**TEXTO APRESENTADO:**

● ● ● ● ● ● ●

CAIXA DE PANDORA - Por Jacinto Flecha

Caixa de pandora


No meu refúgio deste 18° andar, o maior conforto é a falta deliberada de televisão. Aqui se lê, se conversa, se estuda, se pensa, e nada disso é interrompido ou prejudicado pela caixa de Pandora.

O leitor ainda se lembra da caixa de Pandora? Muitos certamente já a terão esquecido, pois um dos efeitos da televisão é que hoje as pessoas não se lembram mais das coisas. Das importantes, é claro, pois a própria TV se incumbe de evitar que esqueçam as baboseiras e imundícies.

Apenas um rápido esclarecimento, para podermos prosseguir. Na mitologia grega, Pandora abriu a caixa onde Zeus havia guardado todos os males, e assim eles se espalharam pela Terra.

Sendo a TV o equivalente moderno – não mitológico, mas bem real – daquela caixa funesta, isso já bastaria para eu mantê-la longe de mim. Mas o principal motivo é ainda mais profundo: ela degenera nas pessoas a capacidade de pensar, deduzir, comparar, encadear logicamente o pensamento, memorizar, conversar.

Muito teórico isso aí? Vamos então aos exemplos práticos.
No meu refúgio, como já disse, não entrou a babá eletrônica.
Quando preciso refrescar a cabeça, após algum trabalho mental especialmente árduo, às vezes recorro à janela. Muito mais interessante, a perder de vista.

● ● ● ● ● ● ●

**DADOS APRESENTADOS:**
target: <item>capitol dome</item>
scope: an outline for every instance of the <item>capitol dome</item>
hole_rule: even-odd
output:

● ● ● ● ● ● ●

**INSTRUÇÕES DA TAREFA:**
Transcreva o trecho do texto sobre a caixa de Pandora que começa em "Quando preciso refrescar" e segue até "perder de vista.", incluindo essas palavras.

**RESPOSTA À TAREFA:**
Quando preciso refrescar a cabeça, após algum trabalho mental especialmente árduo, às vezes recorro à janela. Muito mais interessante, a perder de vista.